-- start of Stored records --

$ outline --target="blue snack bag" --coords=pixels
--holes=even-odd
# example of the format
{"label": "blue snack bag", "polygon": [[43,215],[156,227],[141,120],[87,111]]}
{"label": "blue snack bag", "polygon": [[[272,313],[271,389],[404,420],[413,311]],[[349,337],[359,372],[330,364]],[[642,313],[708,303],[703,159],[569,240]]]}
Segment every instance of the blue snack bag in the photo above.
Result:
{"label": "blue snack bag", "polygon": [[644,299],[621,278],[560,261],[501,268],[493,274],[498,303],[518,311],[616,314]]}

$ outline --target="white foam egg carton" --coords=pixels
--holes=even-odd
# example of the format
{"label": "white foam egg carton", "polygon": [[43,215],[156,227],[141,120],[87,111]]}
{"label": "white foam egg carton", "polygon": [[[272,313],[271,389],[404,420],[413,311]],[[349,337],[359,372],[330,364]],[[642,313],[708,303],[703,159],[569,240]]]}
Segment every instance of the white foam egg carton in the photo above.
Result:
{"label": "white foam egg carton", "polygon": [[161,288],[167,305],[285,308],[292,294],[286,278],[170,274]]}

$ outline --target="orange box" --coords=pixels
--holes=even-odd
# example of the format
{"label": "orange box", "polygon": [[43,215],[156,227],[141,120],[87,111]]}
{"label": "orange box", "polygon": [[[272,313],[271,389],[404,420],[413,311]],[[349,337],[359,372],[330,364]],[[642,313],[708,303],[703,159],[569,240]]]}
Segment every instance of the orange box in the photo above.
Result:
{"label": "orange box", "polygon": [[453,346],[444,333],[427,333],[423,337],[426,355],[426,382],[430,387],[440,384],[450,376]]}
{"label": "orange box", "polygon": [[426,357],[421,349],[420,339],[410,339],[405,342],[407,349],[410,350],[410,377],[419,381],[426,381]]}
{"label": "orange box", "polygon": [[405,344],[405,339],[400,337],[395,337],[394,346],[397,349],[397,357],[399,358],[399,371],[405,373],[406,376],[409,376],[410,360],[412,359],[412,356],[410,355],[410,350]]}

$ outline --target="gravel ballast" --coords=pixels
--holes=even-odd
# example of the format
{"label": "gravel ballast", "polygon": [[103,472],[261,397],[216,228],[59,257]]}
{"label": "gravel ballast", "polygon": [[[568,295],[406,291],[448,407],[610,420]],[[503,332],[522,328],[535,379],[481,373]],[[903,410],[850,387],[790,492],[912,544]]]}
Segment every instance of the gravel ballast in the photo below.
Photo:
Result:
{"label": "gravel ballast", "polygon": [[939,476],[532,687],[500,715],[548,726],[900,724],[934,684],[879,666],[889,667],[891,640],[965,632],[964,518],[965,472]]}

-- end of Stored records --

Challenge — Transcribe all of the material exactly. Omit nothing.

Problem solution —
$ outline --target="blue snack bag" --coords=pixels
--holes=even-odd
# example of the format
{"label": "blue snack bag", "polygon": [[43,215],[156,227],[141,120],[87,111]]}
{"label": "blue snack bag", "polygon": [[[272,313],[271,389],[404,420],[413,311]],[[349,337],[359,372],[330,364]],[[642,313],[708,303],[703,159],[569,240]]]}
Segment every instance of the blue snack bag in the photo above.
Result:
{"label": "blue snack bag", "polygon": [[644,299],[621,278],[560,261],[501,268],[493,274],[498,303],[518,311],[616,314]]}

$ outline --target="white foam egg carton" --coords=pixels
--holes=even-odd
# example of the format
{"label": "white foam egg carton", "polygon": [[43,215],[156,227],[141,120],[87,111]]}
{"label": "white foam egg carton", "polygon": [[[272,313],[271,389],[404,420],[413,311]],[[349,337],[359,372],[330,364]],[[642,313],[708,303],[703,159],[569,240]]]}
Segment every instance of the white foam egg carton in the photo above.
Result:
{"label": "white foam egg carton", "polygon": [[161,288],[167,305],[285,308],[292,294],[286,278],[170,274]]}

$ outline --target="orange box" --coords=pixels
--holes=even-odd
# example of the format
{"label": "orange box", "polygon": [[43,215],[156,227],[141,120],[87,111]]}
{"label": "orange box", "polygon": [[[272,313],[271,389],[404,420],[413,311]],[[349,337],[359,372],[330,364]],[[642,313],[708,303],[703,159],[569,240]]]}
Segment every instance of the orange box in the photo above.
Result:
{"label": "orange box", "polygon": [[453,346],[444,333],[427,333],[423,337],[426,355],[426,382],[430,387],[440,384],[450,376]]}
{"label": "orange box", "polygon": [[426,357],[421,349],[420,339],[410,339],[405,342],[407,349],[410,350],[410,377],[419,381],[426,381]]}
{"label": "orange box", "polygon": [[405,344],[405,339],[400,337],[395,337],[394,346],[397,349],[397,357],[399,358],[399,371],[405,373],[406,376],[409,376],[410,360],[412,359],[412,356],[410,355],[410,350]]}

$ outline --target="gravel ballast" --coords=pixels
--holes=even-odd
# example of the format
{"label": "gravel ballast", "polygon": [[103,472],[261,397],[216,228],[59,257]]}
{"label": "gravel ballast", "polygon": [[[568,295],[406,291],[448,407],[610,420]],[[503,332],[522,328],[535,379],[481,373]],[[903,410],[850,387],[790,492],[912,544]]]}
Segment every instance of the gravel ballast in the photo below.
Photo:
Result:
{"label": "gravel ballast", "polygon": [[939,476],[532,687],[500,715],[548,726],[900,724],[934,684],[879,666],[889,667],[891,640],[965,632],[964,518],[965,472]]}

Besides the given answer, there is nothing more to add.